▸ **Text block**:

* * * * * * * * *

SpamExperts/pyzor

UnicodeDecodeError: 'utf-8' codec can't decode byte 0xa9... invalid start byte

Closed this issue · 2 comments

With pyzor-1.0.0, we're seeing a few crashes every day through SpamAssassin/amavisd-new. I tracked one of them down to the following error,

Traceback (most recent call last):
 File "/usr/lib/python-exec/python3.5/pyzor", line 408, in <module> main()
 File "/usr/lib/python-exec/python3.5/pyzor", line 152, in main
 if not dispatch(client, servers, config):
 File "/usr/lib/python-exec/python3.5/pyzor", line 237, in check
 for digested in get_input_handler(style):
 File "/usr/lib/python-exec/python3.5/pyzor", line 174, in _get_input_msg
 msg = email.message_from_file(sys.stdin)
 File "/usr/lib64/python3.5/email/__init__.py", line 54, in message_from_file
 return Parser(*args, **kws).parse(fp)
 File "/usr/lib64/python3.5/email/parser.py", line 54, in parse
 data = fp.read(8192)
 File "/usr/lib64/python3.5/codecs.py", line 321, in decode
 (result, consumed) = self._buffer_decode(data, self.errors, final)

* * * * * * * * *

[Position annotation entries]

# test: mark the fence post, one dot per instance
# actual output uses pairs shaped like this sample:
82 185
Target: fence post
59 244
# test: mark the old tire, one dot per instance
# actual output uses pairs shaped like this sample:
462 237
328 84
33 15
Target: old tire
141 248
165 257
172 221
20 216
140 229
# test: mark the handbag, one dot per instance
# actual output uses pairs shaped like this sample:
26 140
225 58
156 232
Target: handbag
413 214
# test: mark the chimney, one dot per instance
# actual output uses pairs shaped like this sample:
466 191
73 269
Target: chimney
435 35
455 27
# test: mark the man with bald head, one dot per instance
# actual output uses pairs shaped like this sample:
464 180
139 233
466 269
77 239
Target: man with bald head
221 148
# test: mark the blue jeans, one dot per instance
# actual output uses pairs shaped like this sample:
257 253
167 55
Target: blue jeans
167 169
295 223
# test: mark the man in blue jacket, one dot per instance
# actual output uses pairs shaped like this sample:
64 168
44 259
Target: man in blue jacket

* * * * * * * * *

▸ **What is required**:
Reproduce the stretch of the pyzor crash report from "Traceback (most recent" through "self._buffer_decode(data, self.errors, final)". Rely only on the text for what follows.

▸ **Task result**:
Traceback (most recent call last):
 File "/usr/lib/python-exec/python3.5/pyzor", line 408, in <module> main()
 File "/usr/lib/python-exec/python3.5/pyzor", line 152, in main
 if not dispatch(client, servers, config):
 File "/usr/lib/python-exec/python3.5/pyzor", line 237, in check
 for digested in get_input_handler(style):
 File "/usr/lib/python-exec/python3.5/pyzor", line 174, in _get_input_msg
 msg = email.message_from_file(sys.stdin)
 File "/usr/lib64/python3.5/email/__init__.py", line 54, in message_from_file
 return Parser(*args, **kws).parse(fp)
 File "/usr/lib64/python3.5/email/parser.py", line 54, in parse
 data = fp.read(8192)
 File "/usr/lib64/python3.5/codecs.py", line 321, in decode
 (result, consumed) = self._buffer_decode(data, self.errors, final)